→ PROBLEM DETAILS
Go through the entries below line by line and tally those holding "armchair"; write only the tally.

→ INPUT MATERIAL
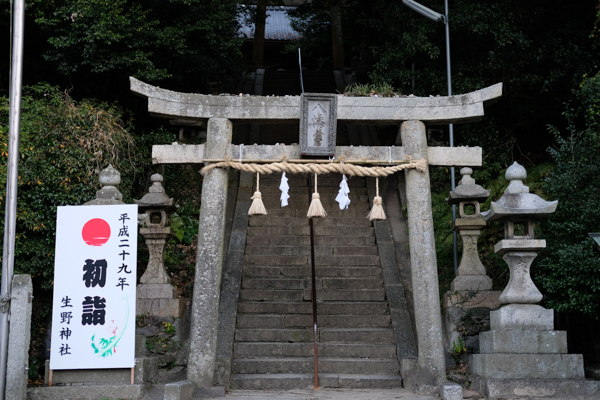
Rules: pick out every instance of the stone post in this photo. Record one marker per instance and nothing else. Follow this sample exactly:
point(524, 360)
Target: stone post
point(18, 338)
point(428, 321)
point(209, 259)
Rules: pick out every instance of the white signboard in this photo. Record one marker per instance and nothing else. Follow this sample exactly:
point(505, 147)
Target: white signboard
point(93, 312)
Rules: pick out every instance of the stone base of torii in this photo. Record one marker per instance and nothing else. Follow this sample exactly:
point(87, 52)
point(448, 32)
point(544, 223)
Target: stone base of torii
point(411, 113)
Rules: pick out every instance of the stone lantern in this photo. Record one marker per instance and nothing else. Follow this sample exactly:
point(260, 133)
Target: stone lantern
point(468, 303)
point(522, 353)
point(155, 294)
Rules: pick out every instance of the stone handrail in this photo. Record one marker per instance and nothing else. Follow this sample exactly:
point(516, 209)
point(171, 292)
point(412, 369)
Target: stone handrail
point(443, 109)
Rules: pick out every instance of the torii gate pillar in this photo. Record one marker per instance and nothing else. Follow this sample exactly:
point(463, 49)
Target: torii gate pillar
point(412, 113)
point(428, 321)
point(209, 259)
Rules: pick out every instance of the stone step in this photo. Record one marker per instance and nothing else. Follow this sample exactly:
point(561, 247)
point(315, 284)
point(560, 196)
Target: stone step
point(260, 307)
point(353, 308)
point(348, 295)
point(280, 260)
point(256, 271)
point(357, 335)
point(301, 190)
point(322, 284)
point(275, 284)
point(292, 250)
point(274, 335)
point(305, 307)
point(279, 231)
point(282, 349)
point(359, 271)
point(294, 381)
point(298, 365)
point(271, 295)
point(248, 321)
point(344, 240)
point(274, 250)
point(351, 283)
point(267, 220)
point(348, 231)
point(365, 366)
point(339, 321)
point(342, 221)
point(344, 260)
point(358, 381)
point(291, 365)
point(256, 240)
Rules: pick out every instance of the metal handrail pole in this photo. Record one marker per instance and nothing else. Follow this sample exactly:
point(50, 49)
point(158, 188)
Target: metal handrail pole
point(10, 216)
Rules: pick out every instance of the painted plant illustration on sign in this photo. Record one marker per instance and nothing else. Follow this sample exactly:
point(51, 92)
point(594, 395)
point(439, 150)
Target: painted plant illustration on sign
point(107, 346)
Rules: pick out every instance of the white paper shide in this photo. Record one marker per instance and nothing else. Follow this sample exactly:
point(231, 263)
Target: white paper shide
point(93, 312)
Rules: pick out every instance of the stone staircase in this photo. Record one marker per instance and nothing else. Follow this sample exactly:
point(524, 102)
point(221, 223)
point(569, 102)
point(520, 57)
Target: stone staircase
point(273, 345)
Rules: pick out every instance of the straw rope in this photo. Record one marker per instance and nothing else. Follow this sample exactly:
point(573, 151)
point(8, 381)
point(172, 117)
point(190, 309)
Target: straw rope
point(342, 168)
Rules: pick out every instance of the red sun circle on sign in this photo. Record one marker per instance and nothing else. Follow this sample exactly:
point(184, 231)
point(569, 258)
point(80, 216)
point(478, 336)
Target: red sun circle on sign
point(96, 232)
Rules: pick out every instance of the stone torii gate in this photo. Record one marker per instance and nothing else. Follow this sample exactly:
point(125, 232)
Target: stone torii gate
point(411, 113)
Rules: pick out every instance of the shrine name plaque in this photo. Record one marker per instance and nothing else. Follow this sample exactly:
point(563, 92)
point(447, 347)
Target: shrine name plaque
point(318, 124)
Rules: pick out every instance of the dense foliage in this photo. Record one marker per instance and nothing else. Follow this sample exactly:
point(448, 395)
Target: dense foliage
point(63, 146)
point(570, 268)
point(540, 52)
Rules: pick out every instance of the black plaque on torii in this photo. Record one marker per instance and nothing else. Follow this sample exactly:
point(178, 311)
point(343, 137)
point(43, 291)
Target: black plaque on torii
point(318, 124)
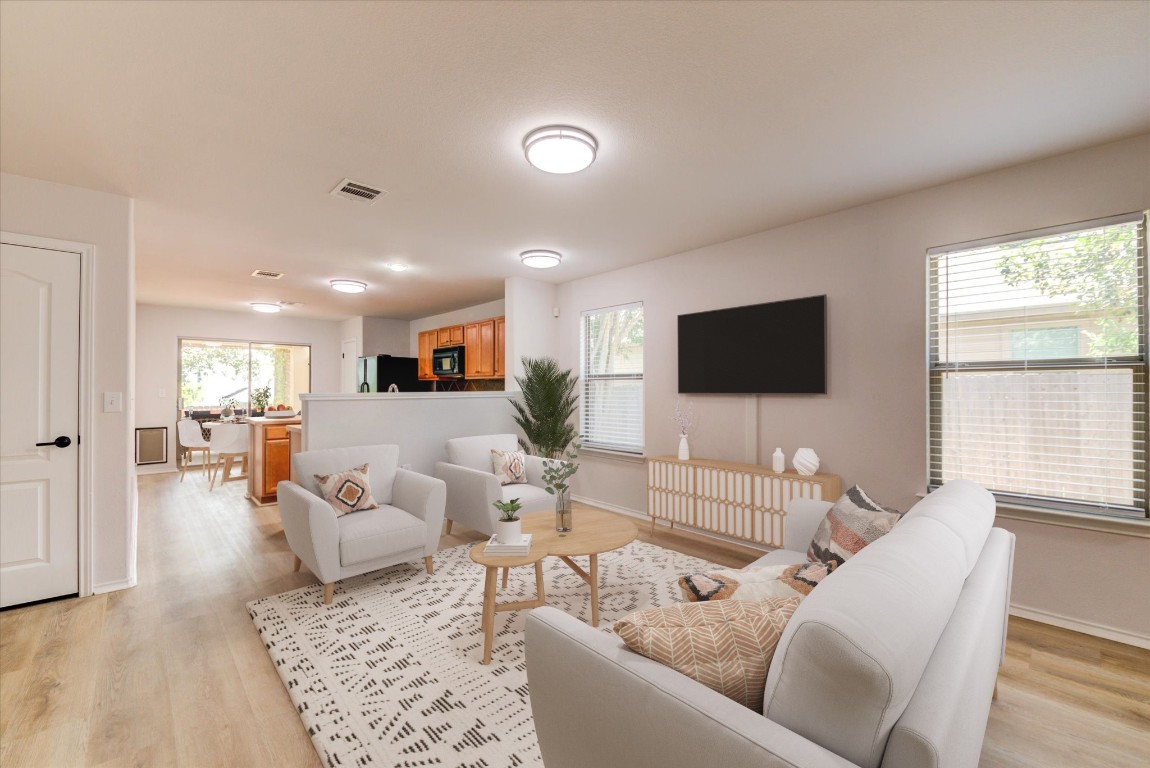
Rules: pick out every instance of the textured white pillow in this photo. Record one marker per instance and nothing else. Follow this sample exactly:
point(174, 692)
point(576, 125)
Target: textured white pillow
point(510, 466)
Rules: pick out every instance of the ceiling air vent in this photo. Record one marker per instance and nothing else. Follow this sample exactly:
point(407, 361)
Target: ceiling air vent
point(355, 191)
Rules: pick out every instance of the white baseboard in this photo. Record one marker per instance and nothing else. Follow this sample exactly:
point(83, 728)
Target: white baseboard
point(1079, 626)
point(113, 586)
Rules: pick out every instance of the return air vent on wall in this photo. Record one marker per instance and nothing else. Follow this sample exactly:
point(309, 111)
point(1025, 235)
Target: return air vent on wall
point(355, 191)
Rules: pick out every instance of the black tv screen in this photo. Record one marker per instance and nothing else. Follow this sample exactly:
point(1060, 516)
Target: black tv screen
point(765, 348)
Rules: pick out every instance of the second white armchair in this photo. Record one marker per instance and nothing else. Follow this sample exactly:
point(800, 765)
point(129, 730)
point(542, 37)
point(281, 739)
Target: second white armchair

→ SOLUTION FOR THIS EXERCISE
2